■ Compito scritto 1 ■
Conta quante delle righe riportate più avanti contengono la parola "water" e scrivi soltanto il numero.

■ Estratto della fonte ■
....

La “accogliente” e “celebrata” politica delle “porte aperte”, basata su un welfare sostenibile e concessione di larghi benefit ai nuovi arrivati, sta infatti oggi presentando il suo salatissimo conto. La Svezia, secondo diversi attenti ed autorevoli osservatori, si sta lentamente logorando dall’interno per via della presenza di masse di immigrati e rifugiati musulmani che, in questi anni, invece di integrarsi nel tessuto socio-economico svedese, sono andati ad isolarsi, costituendo delle vere e proprie zone autogestite al di fuori di ogni legalità.

In una relazione a riguardo, recentemente diffusa, si legge infatti come il numero di aree “no limits”, ovvero territori “fuorilegge”, comunemente denominati “no-go zones”, ma che il governo svedese preferisce chiamare con la più criptica e rassicurante definizione di «aree vulnerabili», abbia raggiunto l’inquietante cifra di 61.

....

■ Compito scritto 2 ■
Prosegui il brano qui sopra sulla politica svedese delle porte aperte, ripartendo subito dopo la sua ultima frase.

■ Righe fornite ■
....

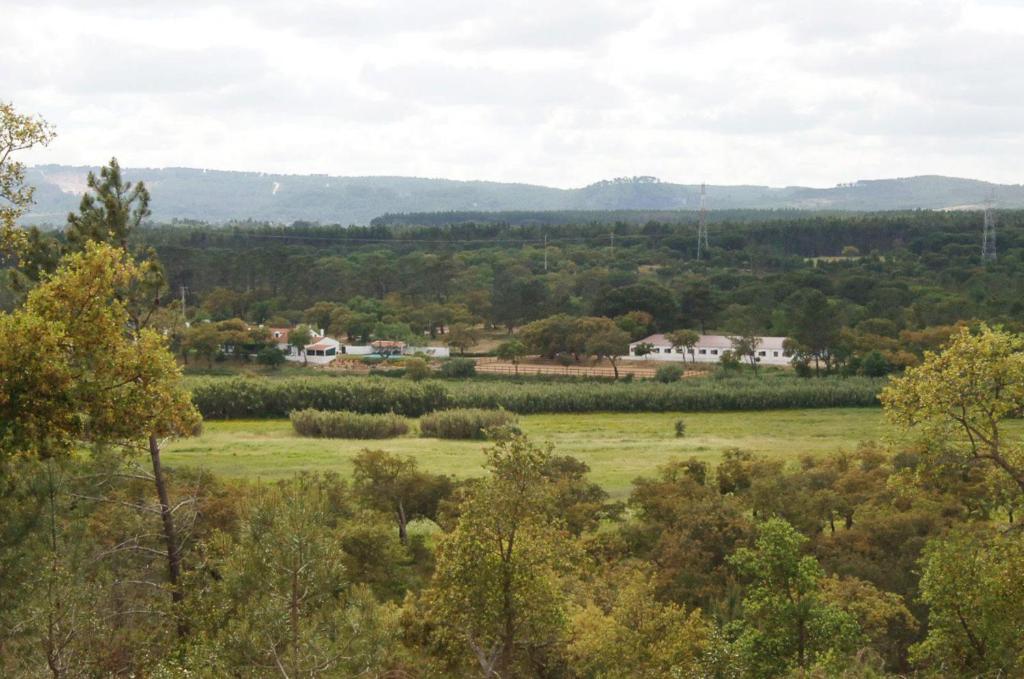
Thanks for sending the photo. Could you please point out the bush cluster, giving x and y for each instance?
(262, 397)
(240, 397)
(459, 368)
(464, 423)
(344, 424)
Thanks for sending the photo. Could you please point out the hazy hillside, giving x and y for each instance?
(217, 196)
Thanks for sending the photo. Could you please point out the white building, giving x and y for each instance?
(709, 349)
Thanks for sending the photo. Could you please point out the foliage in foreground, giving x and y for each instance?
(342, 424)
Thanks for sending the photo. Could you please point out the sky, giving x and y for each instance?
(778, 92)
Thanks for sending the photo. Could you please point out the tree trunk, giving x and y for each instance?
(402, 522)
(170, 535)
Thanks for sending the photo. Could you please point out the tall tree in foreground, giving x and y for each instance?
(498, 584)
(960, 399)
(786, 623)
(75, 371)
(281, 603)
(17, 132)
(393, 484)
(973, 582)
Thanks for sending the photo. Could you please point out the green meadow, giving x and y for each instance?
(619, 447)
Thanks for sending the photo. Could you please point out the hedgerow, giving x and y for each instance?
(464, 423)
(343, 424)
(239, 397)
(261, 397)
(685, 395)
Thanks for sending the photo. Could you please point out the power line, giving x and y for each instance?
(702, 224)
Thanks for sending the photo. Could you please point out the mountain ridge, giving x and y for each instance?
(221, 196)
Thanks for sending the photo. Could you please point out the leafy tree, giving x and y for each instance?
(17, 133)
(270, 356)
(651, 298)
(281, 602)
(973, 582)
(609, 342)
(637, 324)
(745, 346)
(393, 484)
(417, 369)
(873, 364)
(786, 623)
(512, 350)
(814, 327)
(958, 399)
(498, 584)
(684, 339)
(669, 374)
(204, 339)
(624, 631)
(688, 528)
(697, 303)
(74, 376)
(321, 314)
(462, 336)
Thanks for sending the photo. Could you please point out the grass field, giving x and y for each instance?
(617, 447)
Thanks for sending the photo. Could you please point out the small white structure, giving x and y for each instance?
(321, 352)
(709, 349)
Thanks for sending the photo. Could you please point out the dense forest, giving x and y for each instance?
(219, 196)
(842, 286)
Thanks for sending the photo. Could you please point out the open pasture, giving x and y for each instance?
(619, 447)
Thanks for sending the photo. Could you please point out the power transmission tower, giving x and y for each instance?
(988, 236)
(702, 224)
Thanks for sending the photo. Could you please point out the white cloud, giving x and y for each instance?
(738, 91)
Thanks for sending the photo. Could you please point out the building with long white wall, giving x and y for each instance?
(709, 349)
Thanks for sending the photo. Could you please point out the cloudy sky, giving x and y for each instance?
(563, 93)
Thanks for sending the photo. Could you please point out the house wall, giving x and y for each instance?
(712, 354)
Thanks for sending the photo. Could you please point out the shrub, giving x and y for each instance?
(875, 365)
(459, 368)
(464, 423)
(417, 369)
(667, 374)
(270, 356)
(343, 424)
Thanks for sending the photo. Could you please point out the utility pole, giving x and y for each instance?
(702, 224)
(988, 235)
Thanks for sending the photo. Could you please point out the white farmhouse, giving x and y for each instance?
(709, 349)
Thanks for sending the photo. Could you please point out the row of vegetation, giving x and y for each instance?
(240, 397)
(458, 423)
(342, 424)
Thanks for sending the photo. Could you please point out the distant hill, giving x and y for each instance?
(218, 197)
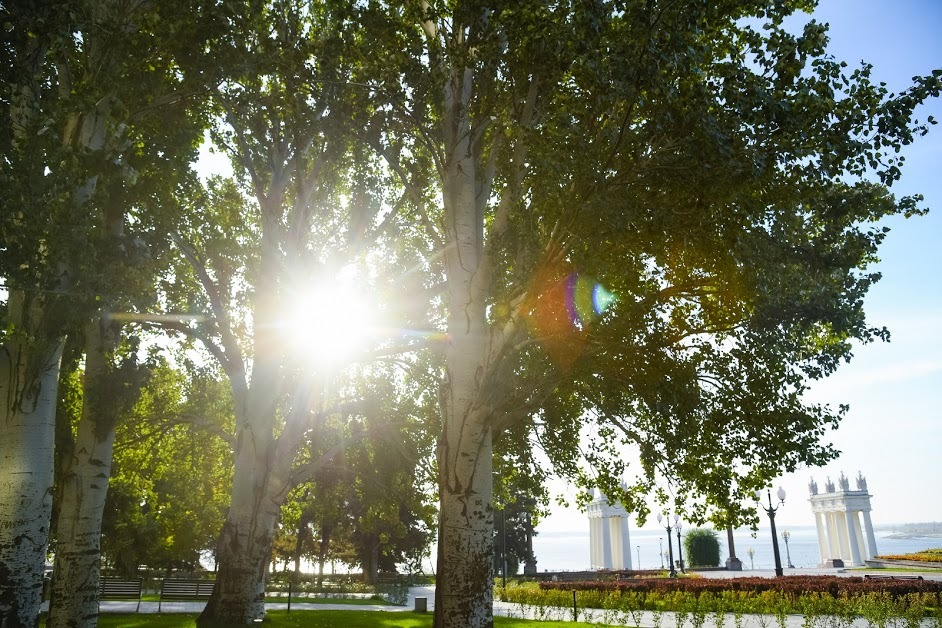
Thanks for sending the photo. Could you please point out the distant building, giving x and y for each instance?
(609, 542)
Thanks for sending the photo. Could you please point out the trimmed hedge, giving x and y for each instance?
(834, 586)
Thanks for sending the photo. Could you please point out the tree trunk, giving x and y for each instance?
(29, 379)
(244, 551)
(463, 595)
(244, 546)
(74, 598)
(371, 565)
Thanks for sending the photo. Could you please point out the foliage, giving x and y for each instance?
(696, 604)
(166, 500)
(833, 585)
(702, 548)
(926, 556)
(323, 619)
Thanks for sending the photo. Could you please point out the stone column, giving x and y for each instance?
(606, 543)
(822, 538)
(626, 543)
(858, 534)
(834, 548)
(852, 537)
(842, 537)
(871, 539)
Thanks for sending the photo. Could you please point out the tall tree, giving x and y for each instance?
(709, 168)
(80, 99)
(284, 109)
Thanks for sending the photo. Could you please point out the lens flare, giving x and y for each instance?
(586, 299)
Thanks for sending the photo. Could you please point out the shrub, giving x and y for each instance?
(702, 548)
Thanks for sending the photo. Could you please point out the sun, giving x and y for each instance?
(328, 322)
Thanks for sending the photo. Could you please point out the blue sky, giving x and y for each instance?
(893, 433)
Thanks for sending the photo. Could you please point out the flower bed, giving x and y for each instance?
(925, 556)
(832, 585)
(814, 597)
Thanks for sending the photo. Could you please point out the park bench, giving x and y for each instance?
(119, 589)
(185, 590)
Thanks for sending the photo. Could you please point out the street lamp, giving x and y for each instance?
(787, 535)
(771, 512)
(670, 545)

....

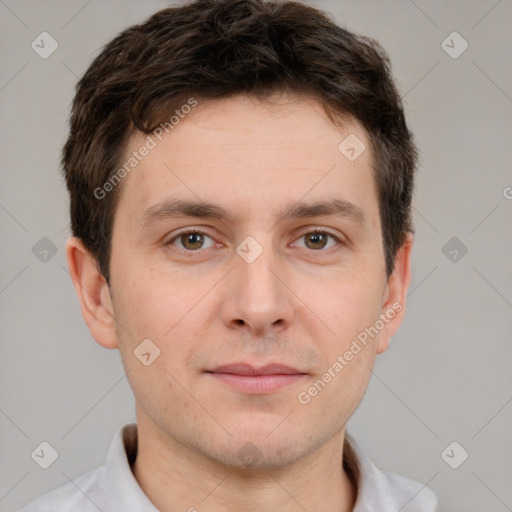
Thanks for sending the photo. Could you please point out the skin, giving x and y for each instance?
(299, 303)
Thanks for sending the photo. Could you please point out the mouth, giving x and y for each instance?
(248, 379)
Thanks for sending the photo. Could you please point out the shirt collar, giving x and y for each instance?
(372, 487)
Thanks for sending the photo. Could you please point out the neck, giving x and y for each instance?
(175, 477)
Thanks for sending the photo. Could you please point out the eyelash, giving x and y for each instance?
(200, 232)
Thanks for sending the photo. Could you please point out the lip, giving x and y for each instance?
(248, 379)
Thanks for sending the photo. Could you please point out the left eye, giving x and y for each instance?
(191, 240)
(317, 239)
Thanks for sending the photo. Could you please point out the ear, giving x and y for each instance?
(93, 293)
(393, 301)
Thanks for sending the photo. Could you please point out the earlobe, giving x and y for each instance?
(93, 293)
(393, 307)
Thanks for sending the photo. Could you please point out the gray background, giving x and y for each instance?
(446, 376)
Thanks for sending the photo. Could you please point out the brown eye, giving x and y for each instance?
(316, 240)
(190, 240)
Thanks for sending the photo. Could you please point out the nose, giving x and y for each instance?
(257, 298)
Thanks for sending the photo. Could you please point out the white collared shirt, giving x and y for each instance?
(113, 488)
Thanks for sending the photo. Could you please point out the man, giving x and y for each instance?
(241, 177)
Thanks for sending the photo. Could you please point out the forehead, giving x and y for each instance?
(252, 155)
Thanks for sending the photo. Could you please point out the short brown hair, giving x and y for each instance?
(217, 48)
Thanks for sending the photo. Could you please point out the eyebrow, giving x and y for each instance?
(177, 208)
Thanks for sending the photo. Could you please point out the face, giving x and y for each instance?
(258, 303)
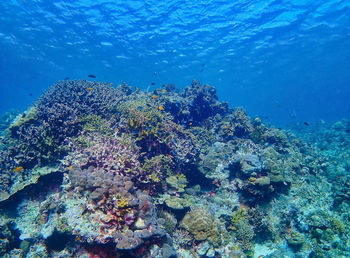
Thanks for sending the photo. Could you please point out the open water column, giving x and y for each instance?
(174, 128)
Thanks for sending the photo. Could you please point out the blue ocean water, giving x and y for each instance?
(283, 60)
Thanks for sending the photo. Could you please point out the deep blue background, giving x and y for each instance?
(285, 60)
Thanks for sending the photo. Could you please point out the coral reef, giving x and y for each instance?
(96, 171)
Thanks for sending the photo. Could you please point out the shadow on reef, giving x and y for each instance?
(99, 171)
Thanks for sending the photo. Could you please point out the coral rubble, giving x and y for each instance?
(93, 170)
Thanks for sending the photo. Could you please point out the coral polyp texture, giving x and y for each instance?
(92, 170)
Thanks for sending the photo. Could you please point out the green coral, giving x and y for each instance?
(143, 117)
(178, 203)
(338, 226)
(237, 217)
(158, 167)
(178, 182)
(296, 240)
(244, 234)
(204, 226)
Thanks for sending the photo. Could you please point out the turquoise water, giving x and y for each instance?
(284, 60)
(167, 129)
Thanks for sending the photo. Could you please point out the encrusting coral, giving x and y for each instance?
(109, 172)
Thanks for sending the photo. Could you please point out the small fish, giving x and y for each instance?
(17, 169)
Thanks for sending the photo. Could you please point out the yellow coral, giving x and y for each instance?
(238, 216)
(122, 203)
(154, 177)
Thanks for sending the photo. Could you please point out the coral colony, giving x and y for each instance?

....

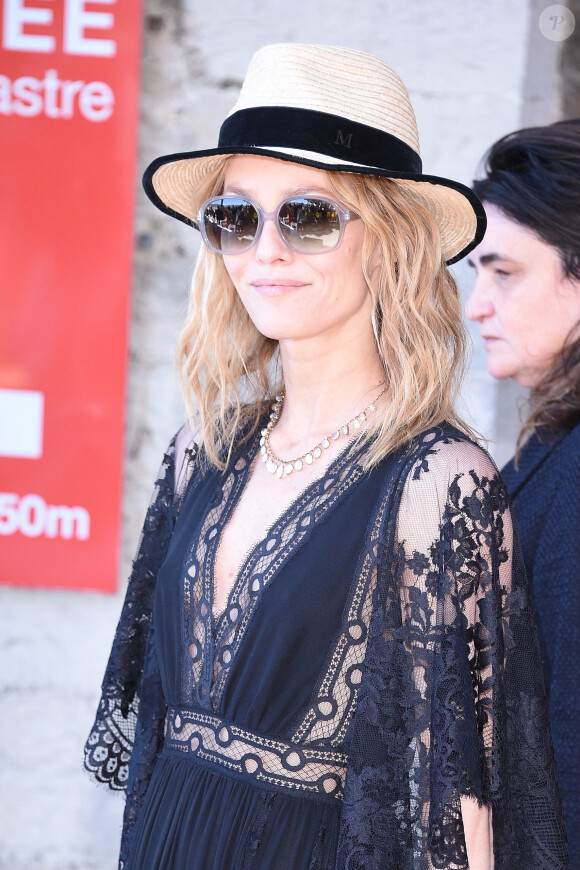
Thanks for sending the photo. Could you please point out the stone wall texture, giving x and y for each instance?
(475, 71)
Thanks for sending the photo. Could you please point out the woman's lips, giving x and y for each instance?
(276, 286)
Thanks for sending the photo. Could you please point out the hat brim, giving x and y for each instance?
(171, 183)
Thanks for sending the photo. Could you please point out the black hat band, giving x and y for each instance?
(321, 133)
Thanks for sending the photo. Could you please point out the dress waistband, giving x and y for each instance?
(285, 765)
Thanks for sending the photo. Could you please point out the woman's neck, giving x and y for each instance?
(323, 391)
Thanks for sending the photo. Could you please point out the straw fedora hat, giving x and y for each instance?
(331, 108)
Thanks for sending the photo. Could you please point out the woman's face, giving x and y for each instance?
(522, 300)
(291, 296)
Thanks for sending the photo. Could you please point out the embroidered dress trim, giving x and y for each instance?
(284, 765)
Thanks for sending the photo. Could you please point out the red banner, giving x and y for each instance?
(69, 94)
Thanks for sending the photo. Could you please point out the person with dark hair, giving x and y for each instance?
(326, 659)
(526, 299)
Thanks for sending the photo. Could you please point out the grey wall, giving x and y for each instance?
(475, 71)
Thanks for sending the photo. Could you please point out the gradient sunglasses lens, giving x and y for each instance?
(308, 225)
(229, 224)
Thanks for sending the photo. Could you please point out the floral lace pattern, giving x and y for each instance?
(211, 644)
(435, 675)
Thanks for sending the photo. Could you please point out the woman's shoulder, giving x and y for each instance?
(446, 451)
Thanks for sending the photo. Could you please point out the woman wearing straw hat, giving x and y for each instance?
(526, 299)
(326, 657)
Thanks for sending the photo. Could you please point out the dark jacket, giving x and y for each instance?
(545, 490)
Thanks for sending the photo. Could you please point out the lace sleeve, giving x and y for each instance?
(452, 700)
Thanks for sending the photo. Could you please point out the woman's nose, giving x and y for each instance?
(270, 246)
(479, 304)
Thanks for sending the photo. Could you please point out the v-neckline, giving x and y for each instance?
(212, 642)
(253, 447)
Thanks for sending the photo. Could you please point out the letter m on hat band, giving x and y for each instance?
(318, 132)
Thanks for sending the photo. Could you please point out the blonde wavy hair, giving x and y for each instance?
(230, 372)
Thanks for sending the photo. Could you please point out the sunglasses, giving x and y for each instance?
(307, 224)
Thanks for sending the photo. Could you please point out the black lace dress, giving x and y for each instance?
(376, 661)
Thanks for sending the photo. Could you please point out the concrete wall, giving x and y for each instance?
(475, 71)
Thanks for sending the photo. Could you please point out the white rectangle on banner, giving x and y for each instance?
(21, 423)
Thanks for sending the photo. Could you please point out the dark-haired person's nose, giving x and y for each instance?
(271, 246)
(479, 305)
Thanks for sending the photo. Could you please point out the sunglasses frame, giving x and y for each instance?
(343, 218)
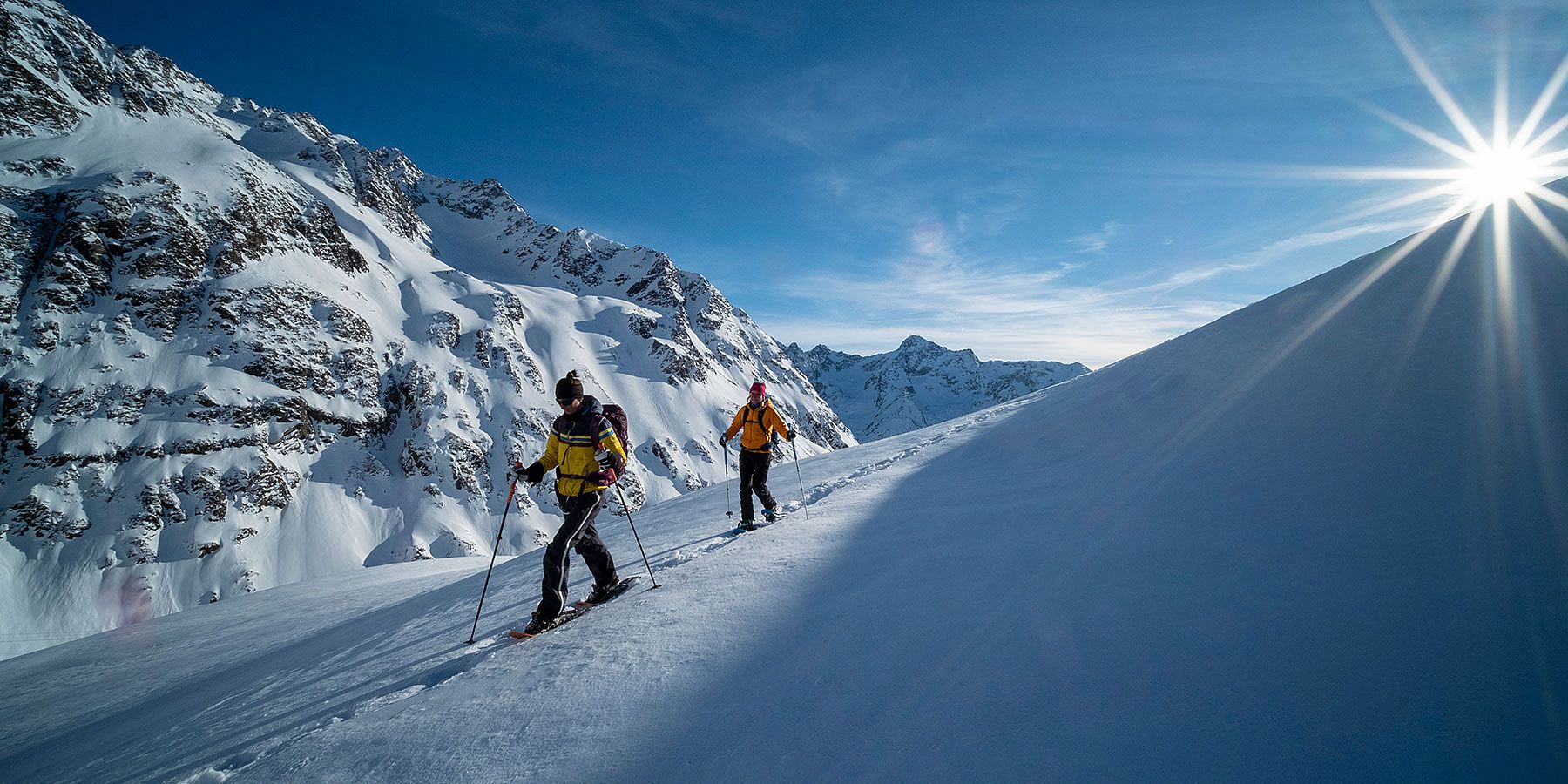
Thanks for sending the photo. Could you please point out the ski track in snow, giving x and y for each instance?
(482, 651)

....

■ Risposta all'esercizio 1 ■
3

■ Risposta all'esercizio 2 ■
Un numero che cresce in maniera esponenziale e drammatica, di anno in anno, aumentando progressivamente l’estensione geografica di tali aree “fuori controllo”, dove nemmeno la polizia ha accesso. Delle vere e proprie enclavi musulmane che, giorno dopo giorno, conquistano ed ampliano il proprio territorio, erodendo gradualmente l’area legale del paese. In tali zone, dove la legge svedese è stata soppiantata, dal punto di vista legislativo, vige infatti un regime di totale “anarchia” fondato su un mix di legge della giungla e di legge islamica, la sharia.

Gangs musulmane armate e gruppi radicali islamici stanno, in tal modo, lentamente sottraendo interi pezzi della Svezia per sottometterli sotto il proprio dominio. Se ad oggi non si è ancora arrivati a conflitti armati su vasta scala, in questo paese un tempo pacifico e sicuro, fanno notare alcuni commentatori, è semplicemente perché l’attuale governo di coalizione tra il Partito Socialdemocratico e i Verdi, guidato dal primo ministro Stefan Löfven, sta optando per una politica “soft” che non oppone alcuna reale resistenza nei confronti dell’avanzata islamista.

Tuttavia, anche se il governo svedese decidesse domani di invertire la rotta, la Svezia non possiede, al suo interno, le risorse e capacità militari necessarie a contrastare in maniera efficace la situazione. Un avvilente quadro, confermato dal fatto che ben l’80% degli agenti di polizia del paese sta valutando di abbandonare il proprio lavoro in quanto le forze militari, in questo paese tradizionalmente pacifista, sono state progressivamente ridotte al minimo termine.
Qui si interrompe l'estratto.